■ Exercise instructions ■
Return each line of the listing that follows in which the string "blue" can be found.

-----

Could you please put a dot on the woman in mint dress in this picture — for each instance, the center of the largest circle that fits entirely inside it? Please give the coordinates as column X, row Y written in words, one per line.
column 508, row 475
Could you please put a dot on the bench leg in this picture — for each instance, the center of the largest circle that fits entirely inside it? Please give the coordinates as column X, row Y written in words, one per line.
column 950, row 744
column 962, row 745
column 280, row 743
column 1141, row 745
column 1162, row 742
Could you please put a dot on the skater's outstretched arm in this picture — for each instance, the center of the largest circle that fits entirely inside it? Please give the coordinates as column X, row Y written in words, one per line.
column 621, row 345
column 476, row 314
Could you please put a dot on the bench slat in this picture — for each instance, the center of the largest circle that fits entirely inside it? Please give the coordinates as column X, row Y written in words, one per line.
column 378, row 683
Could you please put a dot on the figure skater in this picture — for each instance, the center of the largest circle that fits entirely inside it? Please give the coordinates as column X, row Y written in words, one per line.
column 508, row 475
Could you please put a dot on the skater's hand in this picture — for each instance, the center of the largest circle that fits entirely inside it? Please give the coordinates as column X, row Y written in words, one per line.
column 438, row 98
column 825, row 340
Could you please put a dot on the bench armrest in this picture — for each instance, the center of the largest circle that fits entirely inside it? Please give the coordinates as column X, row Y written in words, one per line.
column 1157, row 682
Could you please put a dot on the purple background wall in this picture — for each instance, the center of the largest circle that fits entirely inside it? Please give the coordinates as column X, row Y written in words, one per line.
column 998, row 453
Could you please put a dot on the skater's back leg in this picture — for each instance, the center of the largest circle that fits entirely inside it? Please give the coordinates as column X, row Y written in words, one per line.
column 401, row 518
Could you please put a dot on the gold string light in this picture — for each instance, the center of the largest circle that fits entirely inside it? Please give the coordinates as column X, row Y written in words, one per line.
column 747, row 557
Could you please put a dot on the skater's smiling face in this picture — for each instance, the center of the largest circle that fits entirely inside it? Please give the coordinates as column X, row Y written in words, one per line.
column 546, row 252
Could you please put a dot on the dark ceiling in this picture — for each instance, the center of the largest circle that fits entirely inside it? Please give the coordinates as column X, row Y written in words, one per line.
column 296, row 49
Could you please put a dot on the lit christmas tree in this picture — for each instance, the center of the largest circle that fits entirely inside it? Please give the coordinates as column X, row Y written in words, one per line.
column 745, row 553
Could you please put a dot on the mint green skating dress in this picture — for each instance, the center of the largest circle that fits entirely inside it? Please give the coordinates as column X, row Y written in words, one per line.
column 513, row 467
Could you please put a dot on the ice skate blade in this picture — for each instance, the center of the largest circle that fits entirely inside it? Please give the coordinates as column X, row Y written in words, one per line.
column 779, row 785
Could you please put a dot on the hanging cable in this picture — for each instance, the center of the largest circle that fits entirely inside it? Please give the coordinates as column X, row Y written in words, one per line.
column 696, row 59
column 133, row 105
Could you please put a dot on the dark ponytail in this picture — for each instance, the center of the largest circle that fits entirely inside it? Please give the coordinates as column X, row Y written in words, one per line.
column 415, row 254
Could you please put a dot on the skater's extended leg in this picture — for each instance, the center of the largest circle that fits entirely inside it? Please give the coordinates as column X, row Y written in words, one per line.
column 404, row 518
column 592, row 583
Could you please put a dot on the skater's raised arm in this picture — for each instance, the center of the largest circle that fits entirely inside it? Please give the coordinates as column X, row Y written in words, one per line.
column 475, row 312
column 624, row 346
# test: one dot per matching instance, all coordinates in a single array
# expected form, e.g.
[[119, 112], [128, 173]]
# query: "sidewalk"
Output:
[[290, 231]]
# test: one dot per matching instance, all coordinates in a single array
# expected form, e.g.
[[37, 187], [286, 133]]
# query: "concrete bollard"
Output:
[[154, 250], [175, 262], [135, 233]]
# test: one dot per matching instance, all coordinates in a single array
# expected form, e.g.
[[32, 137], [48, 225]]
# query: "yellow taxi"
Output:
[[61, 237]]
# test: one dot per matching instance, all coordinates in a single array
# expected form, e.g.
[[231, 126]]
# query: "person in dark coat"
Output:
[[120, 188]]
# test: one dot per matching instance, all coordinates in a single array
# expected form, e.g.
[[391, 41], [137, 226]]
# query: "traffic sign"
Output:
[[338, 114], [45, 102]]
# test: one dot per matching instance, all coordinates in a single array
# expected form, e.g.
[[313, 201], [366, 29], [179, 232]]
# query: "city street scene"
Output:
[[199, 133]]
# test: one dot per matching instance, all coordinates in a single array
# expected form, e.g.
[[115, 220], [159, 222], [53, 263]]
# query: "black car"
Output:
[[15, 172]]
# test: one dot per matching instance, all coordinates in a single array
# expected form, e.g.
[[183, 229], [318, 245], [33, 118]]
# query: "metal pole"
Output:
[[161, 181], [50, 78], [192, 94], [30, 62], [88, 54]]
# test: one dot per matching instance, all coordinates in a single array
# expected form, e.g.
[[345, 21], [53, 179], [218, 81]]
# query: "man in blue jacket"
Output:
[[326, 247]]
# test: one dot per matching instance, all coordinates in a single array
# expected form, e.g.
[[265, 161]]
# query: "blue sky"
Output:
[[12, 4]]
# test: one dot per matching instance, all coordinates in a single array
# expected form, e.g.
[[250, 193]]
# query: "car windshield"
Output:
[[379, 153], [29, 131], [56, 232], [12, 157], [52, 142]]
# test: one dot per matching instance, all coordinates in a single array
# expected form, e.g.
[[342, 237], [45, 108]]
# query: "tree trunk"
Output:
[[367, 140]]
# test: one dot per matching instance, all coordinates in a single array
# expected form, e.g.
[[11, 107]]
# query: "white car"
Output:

-----

■ Exercise solution ■
# query: "man in blue jacket"
# query: "blue sky"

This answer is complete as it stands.